─── Data section

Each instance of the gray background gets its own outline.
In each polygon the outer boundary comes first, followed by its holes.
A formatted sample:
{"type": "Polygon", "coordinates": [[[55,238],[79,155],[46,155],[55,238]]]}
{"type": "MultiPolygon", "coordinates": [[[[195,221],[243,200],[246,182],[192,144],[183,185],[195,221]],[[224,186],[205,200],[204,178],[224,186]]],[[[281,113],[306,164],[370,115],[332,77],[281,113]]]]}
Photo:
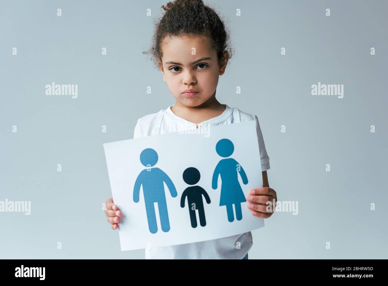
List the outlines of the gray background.
{"type": "MultiPolygon", "coordinates": [[[[253,232],[249,258],[388,258],[387,2],[205,2],[236,50],[217,98],[257,115],[270,186],[299,202],[298,215],[275,213],[253,232]],[[312,95],[319,81],[344,84],[344,98],[312,95]]],[[[144,258],[120,251],[101,209],[111,196],[102,143],[175,103],[142,53],[166,3],[1,2],[0,201],[31,204],[29,216],[0,213],[1,258],[144,258]],[[78,84],[78,98],[46,96],[53,81],[78,84]]]]}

──────

== Task brief ==
Scale every coordinate in the answers of the entries above by 0.45, rounding each to a whole number with halves rounded up, and write all the lines out again with the requests included. Leave the pictures out, and keep the numbers in the requests and their format samples unchanged.

== Response for this exercise ==
Each instance of the gray background gets its own outline.
In each polygon the outer boundary comes first, followed by its holes.
A formatted sample:
{"type": "Polygon", "coordinates": [[[55,238],[79,155],[46,155],[55,238]]]}
{"type": "MultiPolygon", "coordinates": [[[[195,221],[243,200],[246,182],[192,144],[183,185],[195,221]],[[224,186],[205,200],[204,178],[224,186]]],[[[281,113],[306,164],[370,115],[332,77],[281,113]]]]}
Photo:
List the outlines of the gray background.
{"type": "MultiPolygon", "coordinates": [[[[114,104],[112,116],[175,116],[174,1],[92,1],[106,23],[98,44],[116,52],[122,84],[135,91],[134,97],[124,96],[114,104]],[[140,43],[144,36],[155,38],[155,44],[140,43]]],[[[65,116],[54,113],[45,94],[50,88],[46,64],[79,46],[64,24],[75,1],[0,1],[0,90],[14,92],[13,97],[0,96],[0,116],[65,116]],[[35,38],[35,44],[21,43],[24,36],[35,38]]]]}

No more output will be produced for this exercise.